EXERCISE PROMPT:
From the line containing "the white ceiling" through the last line of the entries below, repeat each line word for word and leave out the rest.

Collected data:
··········
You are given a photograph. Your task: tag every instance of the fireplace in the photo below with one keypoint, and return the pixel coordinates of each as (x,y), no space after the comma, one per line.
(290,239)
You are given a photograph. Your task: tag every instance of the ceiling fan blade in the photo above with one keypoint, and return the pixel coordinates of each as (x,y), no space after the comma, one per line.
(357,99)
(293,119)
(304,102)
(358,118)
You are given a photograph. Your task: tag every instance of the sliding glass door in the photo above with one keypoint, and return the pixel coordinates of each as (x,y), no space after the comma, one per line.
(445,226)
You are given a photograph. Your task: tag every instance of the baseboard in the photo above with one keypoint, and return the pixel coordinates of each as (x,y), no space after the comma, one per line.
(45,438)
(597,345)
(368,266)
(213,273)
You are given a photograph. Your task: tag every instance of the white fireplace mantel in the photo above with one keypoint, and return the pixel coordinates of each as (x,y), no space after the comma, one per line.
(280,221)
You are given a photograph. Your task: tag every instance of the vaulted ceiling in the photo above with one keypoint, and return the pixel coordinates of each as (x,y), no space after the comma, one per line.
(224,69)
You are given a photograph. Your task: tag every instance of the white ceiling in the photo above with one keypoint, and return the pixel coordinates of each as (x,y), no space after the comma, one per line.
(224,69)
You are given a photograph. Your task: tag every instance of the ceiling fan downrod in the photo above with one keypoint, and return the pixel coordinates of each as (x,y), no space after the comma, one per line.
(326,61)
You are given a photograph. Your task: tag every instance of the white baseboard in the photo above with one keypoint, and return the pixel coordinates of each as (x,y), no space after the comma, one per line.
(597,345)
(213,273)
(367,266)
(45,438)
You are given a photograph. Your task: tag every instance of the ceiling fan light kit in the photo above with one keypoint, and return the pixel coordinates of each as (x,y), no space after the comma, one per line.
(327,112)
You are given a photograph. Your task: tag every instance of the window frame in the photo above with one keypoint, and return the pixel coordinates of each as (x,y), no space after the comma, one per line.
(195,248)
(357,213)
··········
RESULT BELOW:
You are given a photograph. Your task: tag every instance of the white ceiling in the photo above with one keypoint, and return the pixel coordinates of each as (x,y), no space after the comma, one per line.
(224,69)
You are given a photograph. Your task: tag every instance of the ceiling fan downrod in the photo above with one keypoint, and return the pixel coordinates of each as (x,y), no space after the comma, one per line.
(326,61)
You are given a photograph. Your task: tag every instance of the white baseboard in the photo above with one keypoint, and return the pixel coordinates of each as (x,y), no space after the comma, one per line.
(597,345)
(213,273)
(367,266)
(45,438)
You are given a photograph. Your task: tag every instance of the ceiling fan light kit in the photo above with one keypoint, and return the pixel coordinates of each as (x,y), no space after the comma, one per line.
(327,112)
You are given a photograph. Your task: tag every instance of the window frame in the photo above with one keypoint, and return the pixel coordinates of each as (x,y), no space after the comma, one per line.
(195,248)
(357,213)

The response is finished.